__PROBLEM TO SOLVE__: Copy out the lines of the listing below, starting with the line that contains "Each instance of the rooftop" and going on through the line that contains "96], [420, 94]]", requests included. Shift every point coordinate in the answers by adding -51 to it, and leave out all other lines.

__RECORDS SUPPLIED__:
..........
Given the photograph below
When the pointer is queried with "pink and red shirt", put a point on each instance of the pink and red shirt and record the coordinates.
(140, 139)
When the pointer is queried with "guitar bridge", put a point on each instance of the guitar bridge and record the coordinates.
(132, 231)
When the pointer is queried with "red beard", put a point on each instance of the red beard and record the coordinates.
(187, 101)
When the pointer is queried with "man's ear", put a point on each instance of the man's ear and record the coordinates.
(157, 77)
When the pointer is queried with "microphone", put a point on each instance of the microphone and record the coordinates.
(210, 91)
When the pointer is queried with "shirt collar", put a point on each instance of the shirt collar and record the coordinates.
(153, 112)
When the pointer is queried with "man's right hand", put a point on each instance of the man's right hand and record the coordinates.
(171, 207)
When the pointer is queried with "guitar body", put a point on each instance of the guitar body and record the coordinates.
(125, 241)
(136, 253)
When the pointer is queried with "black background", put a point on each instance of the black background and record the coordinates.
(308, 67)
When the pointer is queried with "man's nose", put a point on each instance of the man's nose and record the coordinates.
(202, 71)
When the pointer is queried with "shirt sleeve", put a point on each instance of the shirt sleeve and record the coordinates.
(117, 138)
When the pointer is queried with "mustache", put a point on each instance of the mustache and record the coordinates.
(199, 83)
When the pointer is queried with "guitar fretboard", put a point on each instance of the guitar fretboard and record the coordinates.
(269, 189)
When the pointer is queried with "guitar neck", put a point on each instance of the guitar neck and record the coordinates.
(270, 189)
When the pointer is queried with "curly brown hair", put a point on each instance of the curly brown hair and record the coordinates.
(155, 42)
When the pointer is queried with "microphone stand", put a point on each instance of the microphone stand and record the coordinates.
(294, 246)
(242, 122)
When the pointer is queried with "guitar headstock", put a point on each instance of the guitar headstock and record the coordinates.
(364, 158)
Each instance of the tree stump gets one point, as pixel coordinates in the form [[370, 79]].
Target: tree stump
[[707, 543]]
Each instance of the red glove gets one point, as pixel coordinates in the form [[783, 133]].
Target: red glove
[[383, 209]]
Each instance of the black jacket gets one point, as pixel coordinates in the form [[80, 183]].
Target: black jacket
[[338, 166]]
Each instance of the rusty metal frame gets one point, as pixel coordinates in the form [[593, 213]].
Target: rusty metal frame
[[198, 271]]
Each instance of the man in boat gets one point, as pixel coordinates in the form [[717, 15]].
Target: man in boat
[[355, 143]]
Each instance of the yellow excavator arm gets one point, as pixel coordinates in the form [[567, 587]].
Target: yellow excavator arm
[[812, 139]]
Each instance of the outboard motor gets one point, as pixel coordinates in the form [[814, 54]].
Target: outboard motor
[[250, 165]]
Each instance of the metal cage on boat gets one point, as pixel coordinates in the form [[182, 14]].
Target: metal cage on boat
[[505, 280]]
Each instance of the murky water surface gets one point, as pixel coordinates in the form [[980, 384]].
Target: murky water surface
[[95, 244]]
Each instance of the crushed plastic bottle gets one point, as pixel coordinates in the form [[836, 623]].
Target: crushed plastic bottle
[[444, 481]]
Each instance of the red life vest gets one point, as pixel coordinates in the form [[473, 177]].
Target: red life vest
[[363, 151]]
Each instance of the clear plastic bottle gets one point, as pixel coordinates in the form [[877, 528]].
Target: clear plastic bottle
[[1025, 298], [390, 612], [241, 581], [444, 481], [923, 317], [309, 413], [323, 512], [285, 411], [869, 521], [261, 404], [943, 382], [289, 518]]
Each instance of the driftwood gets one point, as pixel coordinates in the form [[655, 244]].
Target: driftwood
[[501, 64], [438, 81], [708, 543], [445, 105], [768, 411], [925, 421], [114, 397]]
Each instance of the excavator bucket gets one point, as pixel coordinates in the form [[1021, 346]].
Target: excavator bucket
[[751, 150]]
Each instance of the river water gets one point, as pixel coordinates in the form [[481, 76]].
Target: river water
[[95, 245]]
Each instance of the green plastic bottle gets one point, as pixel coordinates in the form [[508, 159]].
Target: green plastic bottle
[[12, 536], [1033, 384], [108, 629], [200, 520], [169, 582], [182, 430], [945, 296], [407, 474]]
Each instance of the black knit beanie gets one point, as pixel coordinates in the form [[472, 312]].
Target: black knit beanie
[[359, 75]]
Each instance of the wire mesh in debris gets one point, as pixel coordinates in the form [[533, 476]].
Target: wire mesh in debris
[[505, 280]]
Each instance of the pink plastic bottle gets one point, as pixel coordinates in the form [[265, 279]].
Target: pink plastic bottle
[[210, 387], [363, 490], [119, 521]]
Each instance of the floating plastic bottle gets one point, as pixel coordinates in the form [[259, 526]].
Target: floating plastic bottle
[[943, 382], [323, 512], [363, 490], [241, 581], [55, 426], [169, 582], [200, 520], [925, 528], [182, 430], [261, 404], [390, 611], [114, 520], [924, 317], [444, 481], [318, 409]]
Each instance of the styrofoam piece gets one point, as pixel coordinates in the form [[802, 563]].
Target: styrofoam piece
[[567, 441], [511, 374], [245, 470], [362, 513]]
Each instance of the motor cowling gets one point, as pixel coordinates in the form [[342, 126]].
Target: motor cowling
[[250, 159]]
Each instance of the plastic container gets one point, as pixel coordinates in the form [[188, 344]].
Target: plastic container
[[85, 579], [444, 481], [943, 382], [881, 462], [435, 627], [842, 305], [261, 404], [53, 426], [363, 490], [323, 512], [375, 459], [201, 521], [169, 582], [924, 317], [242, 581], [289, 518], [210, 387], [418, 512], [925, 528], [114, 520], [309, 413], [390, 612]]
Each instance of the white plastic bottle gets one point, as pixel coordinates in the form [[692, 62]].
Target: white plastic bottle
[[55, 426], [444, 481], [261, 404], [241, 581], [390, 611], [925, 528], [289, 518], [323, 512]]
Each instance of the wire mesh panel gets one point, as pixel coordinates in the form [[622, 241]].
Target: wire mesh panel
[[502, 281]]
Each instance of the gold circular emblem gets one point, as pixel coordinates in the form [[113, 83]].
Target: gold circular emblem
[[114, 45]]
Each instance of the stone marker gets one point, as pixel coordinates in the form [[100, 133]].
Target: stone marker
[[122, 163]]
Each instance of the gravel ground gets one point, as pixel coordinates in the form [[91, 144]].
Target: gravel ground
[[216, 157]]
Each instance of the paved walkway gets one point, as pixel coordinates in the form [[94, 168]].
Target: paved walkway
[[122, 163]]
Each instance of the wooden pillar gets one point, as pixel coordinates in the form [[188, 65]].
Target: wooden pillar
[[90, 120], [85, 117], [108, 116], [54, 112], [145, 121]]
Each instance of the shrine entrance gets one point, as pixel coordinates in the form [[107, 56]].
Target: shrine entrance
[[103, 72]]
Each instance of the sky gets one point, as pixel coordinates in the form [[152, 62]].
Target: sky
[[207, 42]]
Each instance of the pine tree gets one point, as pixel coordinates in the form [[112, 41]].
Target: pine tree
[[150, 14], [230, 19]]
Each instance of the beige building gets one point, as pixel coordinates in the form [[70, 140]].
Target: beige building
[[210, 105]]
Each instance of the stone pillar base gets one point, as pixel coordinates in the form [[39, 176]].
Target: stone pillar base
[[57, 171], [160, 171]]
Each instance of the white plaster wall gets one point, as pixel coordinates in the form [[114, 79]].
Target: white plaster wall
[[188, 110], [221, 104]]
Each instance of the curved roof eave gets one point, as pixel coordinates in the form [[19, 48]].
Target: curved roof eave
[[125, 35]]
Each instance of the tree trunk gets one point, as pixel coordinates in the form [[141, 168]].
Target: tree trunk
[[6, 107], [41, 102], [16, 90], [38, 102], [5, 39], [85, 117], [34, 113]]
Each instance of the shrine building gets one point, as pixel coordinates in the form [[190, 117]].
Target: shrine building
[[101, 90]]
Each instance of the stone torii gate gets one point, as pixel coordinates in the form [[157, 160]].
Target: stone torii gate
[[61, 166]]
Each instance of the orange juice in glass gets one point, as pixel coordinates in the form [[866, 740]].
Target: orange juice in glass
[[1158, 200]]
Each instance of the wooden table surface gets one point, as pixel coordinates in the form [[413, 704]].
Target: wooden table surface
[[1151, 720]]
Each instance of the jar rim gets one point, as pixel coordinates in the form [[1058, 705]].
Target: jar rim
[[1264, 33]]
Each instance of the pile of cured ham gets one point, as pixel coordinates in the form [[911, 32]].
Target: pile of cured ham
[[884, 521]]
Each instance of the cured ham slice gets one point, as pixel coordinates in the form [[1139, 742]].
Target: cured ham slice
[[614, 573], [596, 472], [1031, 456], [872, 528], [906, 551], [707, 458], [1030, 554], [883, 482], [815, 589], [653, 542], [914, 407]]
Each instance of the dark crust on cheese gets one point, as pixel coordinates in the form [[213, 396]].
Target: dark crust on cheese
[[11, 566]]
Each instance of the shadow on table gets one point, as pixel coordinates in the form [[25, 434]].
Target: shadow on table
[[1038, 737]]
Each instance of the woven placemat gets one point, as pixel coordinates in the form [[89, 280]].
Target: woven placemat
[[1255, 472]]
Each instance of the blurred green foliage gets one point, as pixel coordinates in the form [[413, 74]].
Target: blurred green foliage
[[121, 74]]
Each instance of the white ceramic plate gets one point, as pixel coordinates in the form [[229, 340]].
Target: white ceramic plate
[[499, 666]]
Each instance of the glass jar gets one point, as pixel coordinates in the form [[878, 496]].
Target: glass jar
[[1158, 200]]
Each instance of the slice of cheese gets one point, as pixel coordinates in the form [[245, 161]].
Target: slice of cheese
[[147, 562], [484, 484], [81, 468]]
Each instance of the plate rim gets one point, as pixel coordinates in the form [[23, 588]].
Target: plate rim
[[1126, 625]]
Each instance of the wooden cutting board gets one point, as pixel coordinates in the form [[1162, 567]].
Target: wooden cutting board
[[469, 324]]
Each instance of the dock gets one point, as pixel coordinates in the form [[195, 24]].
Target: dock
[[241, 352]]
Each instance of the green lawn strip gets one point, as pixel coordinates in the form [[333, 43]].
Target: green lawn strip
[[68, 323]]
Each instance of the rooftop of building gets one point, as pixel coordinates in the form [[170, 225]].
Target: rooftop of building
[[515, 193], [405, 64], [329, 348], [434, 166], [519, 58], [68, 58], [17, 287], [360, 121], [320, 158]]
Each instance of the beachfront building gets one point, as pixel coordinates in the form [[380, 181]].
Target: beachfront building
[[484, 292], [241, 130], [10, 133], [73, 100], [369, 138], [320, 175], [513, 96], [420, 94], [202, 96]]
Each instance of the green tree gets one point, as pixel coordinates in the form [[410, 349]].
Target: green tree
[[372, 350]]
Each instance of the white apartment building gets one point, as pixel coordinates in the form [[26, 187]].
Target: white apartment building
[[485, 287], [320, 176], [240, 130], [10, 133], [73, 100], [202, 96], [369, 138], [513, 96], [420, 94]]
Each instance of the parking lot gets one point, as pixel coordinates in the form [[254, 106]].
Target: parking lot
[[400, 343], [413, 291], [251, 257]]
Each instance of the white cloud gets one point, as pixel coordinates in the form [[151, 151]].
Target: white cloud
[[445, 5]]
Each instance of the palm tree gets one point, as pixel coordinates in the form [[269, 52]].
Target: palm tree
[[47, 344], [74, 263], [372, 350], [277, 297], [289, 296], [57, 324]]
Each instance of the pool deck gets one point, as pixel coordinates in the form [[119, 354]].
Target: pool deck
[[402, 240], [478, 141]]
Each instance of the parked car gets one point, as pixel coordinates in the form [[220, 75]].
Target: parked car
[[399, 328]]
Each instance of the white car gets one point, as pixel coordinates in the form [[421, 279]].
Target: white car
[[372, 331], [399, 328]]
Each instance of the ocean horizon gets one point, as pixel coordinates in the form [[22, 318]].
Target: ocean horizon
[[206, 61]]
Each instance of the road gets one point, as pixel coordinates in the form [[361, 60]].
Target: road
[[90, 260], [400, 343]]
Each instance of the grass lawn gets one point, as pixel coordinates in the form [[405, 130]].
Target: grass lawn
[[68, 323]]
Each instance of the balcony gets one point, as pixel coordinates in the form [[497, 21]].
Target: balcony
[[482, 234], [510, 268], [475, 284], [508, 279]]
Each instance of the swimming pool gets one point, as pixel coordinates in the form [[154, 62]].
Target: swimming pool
..........
__RESPONSE TO THIS TASK__:
Each instance of the rooftop of building gets one point, as pixel coordinates in the form [[170, 225]].
Target: rooftop of building
[[464, 142], [354, 13], [278, 297], [383, 115], [468, 7], [17, 7], [-34, 236], [309, 70], [269, 107]]
Each instance of the beachfront building gets one point, as pixel coordinates in the form [[380, 181]].
Target: beachfront building
[[433, 241], [190, 79], [-41, 82], [22, 49], [318, 87], [269, 124], [462, 45], [369, 43], [151, 45]]
Each instance of the green tree gets one point, as pixel coordinates in the form [[410, 349]].
Target: green tree
[[321, 299]]
Each instance of the white apartment building gets one point, as pixel coordinates in the form [[26, 187]].
Target: white apartment building
[[434, 236], [269, 125], [189, 79], [-41, 82], [22, 49], [151, 45], [318, 87], [462, 45], [369, 43]]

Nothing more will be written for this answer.